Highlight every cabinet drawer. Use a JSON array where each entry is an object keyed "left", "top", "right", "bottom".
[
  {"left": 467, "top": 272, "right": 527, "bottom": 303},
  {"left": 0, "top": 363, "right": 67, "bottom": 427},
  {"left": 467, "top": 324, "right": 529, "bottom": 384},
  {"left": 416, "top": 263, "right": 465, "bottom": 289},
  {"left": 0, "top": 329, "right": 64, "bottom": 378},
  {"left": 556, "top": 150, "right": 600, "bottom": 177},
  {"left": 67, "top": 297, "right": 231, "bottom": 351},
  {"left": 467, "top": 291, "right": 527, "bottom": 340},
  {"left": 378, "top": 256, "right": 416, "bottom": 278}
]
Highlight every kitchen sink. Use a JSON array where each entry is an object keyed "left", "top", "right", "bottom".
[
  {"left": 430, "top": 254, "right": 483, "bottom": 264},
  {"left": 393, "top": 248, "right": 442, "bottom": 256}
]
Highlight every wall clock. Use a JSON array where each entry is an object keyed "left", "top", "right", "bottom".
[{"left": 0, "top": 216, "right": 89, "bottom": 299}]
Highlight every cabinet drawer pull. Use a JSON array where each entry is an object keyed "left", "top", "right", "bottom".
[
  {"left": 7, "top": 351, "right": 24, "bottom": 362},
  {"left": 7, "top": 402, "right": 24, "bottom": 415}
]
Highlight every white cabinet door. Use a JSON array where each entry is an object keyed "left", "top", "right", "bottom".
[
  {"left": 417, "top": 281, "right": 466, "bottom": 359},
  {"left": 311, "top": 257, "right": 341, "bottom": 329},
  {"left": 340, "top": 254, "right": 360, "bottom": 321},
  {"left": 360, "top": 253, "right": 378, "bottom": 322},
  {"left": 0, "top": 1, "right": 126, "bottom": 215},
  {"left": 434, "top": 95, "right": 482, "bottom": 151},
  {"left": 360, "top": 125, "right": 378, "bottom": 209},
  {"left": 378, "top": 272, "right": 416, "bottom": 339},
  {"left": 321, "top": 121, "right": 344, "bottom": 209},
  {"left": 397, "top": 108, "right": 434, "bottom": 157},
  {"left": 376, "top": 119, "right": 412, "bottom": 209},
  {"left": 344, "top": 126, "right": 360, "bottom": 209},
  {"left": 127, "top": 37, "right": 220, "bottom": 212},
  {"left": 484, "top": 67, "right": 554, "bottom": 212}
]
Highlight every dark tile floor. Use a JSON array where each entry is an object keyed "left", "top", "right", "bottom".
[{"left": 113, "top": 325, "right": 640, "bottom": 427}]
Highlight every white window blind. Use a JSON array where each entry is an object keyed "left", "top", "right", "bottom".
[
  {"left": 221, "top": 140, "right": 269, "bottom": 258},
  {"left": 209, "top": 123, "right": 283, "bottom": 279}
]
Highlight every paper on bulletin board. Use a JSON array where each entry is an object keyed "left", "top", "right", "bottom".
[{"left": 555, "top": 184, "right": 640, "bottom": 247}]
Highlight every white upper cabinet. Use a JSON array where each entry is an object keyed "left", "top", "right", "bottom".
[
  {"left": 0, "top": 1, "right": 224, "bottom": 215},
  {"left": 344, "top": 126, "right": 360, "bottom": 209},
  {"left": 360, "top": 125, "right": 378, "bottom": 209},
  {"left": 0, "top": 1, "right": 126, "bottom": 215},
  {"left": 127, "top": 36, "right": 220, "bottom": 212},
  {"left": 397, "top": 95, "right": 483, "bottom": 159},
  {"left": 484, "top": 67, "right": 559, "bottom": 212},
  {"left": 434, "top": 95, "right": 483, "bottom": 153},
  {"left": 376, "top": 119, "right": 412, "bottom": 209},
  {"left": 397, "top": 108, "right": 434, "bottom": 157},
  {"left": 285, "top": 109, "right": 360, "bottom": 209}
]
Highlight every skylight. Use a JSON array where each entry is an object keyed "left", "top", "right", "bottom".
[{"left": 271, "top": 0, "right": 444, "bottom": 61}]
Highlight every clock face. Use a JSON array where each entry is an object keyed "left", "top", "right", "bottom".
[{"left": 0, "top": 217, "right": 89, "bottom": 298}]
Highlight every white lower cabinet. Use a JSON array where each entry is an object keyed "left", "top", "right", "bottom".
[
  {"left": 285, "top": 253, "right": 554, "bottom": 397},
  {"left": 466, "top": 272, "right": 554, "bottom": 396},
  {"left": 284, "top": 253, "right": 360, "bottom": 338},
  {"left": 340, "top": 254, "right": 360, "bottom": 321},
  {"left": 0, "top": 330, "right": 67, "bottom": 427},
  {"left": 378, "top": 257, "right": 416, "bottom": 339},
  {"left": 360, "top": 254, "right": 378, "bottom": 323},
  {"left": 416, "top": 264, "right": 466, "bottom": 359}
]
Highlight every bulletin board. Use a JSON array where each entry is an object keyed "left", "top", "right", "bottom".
──────
**Your objective:** Extract every line in the records above that contains the word "board", matching case exactly.

**Reply:**
Highlight every paper on bulletin board. Use a JSON array where each entry is an object keyed "left", "top", "right", "bottom".
Highlight every bulletin board. Use a JSON array where each entry is an object keyed "left", "top", "right", "bottom".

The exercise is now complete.